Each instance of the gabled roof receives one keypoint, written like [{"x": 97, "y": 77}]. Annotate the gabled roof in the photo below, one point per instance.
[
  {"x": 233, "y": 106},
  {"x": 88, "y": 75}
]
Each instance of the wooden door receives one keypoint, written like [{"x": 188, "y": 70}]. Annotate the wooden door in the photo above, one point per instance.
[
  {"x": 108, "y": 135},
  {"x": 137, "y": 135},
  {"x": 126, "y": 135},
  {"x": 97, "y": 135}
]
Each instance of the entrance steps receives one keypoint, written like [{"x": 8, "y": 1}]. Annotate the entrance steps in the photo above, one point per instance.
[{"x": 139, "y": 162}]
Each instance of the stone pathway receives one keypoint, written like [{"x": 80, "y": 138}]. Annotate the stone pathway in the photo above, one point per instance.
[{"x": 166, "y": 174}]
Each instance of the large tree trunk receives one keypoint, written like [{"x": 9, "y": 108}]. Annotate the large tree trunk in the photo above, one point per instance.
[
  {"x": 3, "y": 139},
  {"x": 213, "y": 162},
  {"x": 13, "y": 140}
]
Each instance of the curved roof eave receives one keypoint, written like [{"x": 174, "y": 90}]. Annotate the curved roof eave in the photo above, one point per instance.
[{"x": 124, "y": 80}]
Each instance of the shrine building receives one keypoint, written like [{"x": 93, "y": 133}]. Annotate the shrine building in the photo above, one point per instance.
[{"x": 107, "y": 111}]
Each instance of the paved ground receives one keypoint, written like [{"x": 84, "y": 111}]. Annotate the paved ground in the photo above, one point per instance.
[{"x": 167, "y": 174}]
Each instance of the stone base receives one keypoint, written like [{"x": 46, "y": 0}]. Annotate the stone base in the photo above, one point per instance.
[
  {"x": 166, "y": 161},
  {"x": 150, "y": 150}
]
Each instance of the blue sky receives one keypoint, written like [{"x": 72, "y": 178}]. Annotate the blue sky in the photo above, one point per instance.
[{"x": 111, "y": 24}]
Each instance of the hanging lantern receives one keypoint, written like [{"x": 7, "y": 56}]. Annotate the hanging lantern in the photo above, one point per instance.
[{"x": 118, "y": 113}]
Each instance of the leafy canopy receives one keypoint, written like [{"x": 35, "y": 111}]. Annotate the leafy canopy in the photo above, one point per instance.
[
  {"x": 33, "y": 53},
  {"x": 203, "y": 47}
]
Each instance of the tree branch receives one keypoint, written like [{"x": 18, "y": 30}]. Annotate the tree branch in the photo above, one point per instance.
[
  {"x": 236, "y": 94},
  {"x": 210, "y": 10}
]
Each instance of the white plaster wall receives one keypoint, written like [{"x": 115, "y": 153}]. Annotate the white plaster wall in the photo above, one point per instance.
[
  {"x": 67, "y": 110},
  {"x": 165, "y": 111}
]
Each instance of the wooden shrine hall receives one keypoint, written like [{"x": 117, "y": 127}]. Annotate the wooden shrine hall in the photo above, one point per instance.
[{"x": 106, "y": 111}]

----------------

- **Problem statement**: Copy all of the material above, line for line, with no changes.

- **Response**:
Each instance of the gabled roof receives one keypoint, written like [{"x": 97, "y": 77}]. Annotate the gabled roof in the photo below, one point per instance.
[
  {"x": 233, "y": 106},
  {"x": 88, "y": 75}
]
Each instance of the wooden door receives one keypoint, written like [{"x": 188, "y": 70}]. Annotate the wooden door in the photo above, one point per instance.
[
  {"x": 108, "y": 135},
  {"x": 137, "y": 135},
  {"x": 126, "y": 135},
  {"x": 97, "y": 135}
]
Each instance of the entrance steps receives one keypoint, written like [{"x": 8, "y": 1}]. Annotate the entrance steps in the photo above, one point per instance.
[{"x": 139, "y": 162}]
Each instance of the stone pathway receives one keypoint, written like [{"x": 80, "y": 138}]. Annotate the stone pathway in the photo above, one point per instance.
[{"x": 166, "y": 174}]
Each instance of the large tree trunk receives one keypoint, written like [{"x": 9, "y": 108}]. Annotate the large tree trunk in the photo above, one point per instance.
[
  {"x": 3, "y": 139},
  {"x": 213, "y": 162},
  {"x": 13, "y": 140}
]
Each instance of the curved roof eave receives one keypoint, written like [{"x": 174, "y": 90}]. Annotate the curved roof eave in the photo above, one point per instance.
[{"x": 124, "y": 80}]
Each instance of the shrine building receives one keypoint, written like [{"x": 93, "y": 133}]. Annotate the shrine building in the photo above, one point per instance.
[{"x": 107, "y": 111}]
Each instance of the paved ground receives one keypoint, written like [{"x": 84, "y": 111}]. Annotate the paved ground in the photo above, one point per instance.
[{"x": 167, "y": 174}]
Each instance of the stone base receives one keypoint, written like [{"x": 46, "y": 0}]. Annotate the stone base in the photo above, one point per instance.
[
  {"x": 166, "y": 161},
  {"x": 150, "y": 150}
]
Each instance of the blue sky receives one keypoint, written like [{"x": 72, "y": 178}]. Annotate the blue sky in the photo above, one point per instance.
[{"x": 111, "y": 24}]
Each instance of the hanging lantern receives one keypoint, written like [{"x": 7, "y": 56}]. Annotate the hanging lantern in the photo above, one point per instance.
[{"x": 118, "y": 113}]
Each instance of the leafy canopy receives one keypoint, written like [{"x": 35, "y": 111}]. Annotate the leafy canopy in the photo above, one point per instance.
[
  {"x": 33, "y": 53},
  {"x": 203, "y": 47}
]
Each instance of the tree branch receives one keypoint, written like [{"x": 18, "y": 30}]. Annotate the tree branch in the photo above, one point per instance.
[
  {"x": 236, "y": 94},
  {"x": 210, "y": 10}
]
Each instance of the white plaster wall receives one keypoint, written like [{"x": 115, "y": 153}]. Annotate the white plaster wall in the photo above, one point per instance.
[
  {"x": 67, "y": 110},
  {"x": 165, "y": 111}
]
Each instance of the wooden shrine hall receives one keypoint, written like [{"x": 117, "y": 127}]. Annotate the wooden shrine hall in the photo above, one point per instance.
[{"x": 106, "y": 111}]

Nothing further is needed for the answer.